- _WORK TO COMPLETE_
Copy these items line for line, without changing anything.

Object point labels
···
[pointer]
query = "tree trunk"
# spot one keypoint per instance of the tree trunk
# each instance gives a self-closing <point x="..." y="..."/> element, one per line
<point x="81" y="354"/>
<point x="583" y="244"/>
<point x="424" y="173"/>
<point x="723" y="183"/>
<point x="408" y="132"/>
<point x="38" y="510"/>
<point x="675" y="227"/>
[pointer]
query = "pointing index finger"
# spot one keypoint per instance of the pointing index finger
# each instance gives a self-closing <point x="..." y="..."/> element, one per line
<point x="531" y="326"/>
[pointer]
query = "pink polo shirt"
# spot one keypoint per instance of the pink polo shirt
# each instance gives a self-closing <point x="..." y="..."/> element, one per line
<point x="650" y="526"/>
···
- _SOLVED PROBLEM_
[pointer]
query = "tree trunk"
# spot one keypoint per instance of the tree trunk
# each instance gives a self-closing <point x="..." y="..."/> element, one per line
<point x="81" y="354"/>
<point x="583" y="244"/>
<point x="424" y="173"/>
<point x="723" y="183"/>
<point x="408" y="132"/>
<point x="38" y="510"/>
<point x="675" y="227"/>
[pointer]
query = "pointing index finger"
# spot one keypoint per instance of the pointing index finger
# each instance gives a self-closing <point x="..." y="..."/> element, one per line
<point x="531" y="326"/>
[pointer]
query = "pink polo shirt"
# spot one keypoint per instance of the pink polo shirt
# each instance gives a self-closing <point x="..." y="..."/> element, one per line
<point x="650" y="526"/>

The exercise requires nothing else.